◆ **WHAT IS NEEDED**
Give back each entry exactly as written, apart from the pictures.

◆ **DATA EXTRACTS**
★ ★ ★ ★

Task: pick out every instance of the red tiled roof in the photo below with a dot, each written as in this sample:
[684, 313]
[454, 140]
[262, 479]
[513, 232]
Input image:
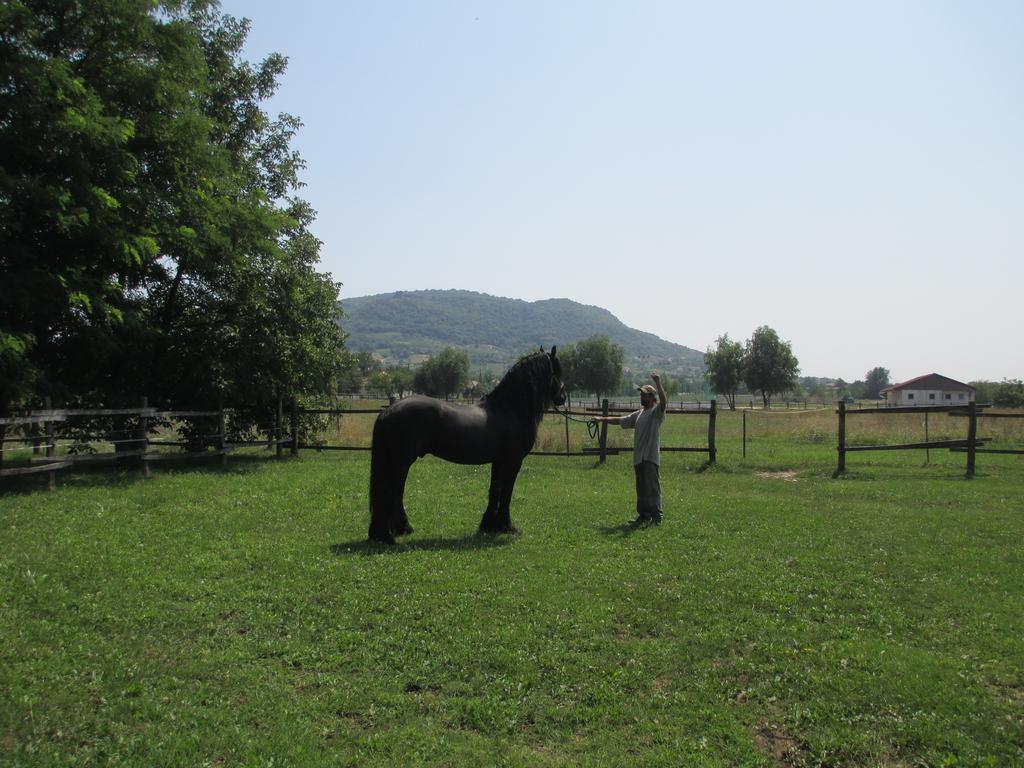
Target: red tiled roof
[930, 381]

★ ★ ★ ★

◆ **EXERCISE RESPONSE**
Task: pick out every instance of the red tiled roof in the photo below with a dot, each written as in this sample:
[684, 313]
[454, 140]
[262, 479]
[513, 232]
Input image:
Target: red tiled roof
[930, 381]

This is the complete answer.